## [Work to do]
Render every line of the items below as a Markdown table with two columns, Row and Line. Number the rows and leave out any blank lines.

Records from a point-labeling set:

****************

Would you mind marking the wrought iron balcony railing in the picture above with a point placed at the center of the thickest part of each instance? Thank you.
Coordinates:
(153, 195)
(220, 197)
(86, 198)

****************

## [Task response]
| Row | Line |
|---|---|
| 1 | Would you mind marking the wrought iron balcony railing in the picture above with a point placed at the center of the thickest part of each instance? Thank you. |
| 2 | Coordinates: |
| 3 | (153, 195) |
| 4 | (220, 197) |
| 5 | (86, 198) |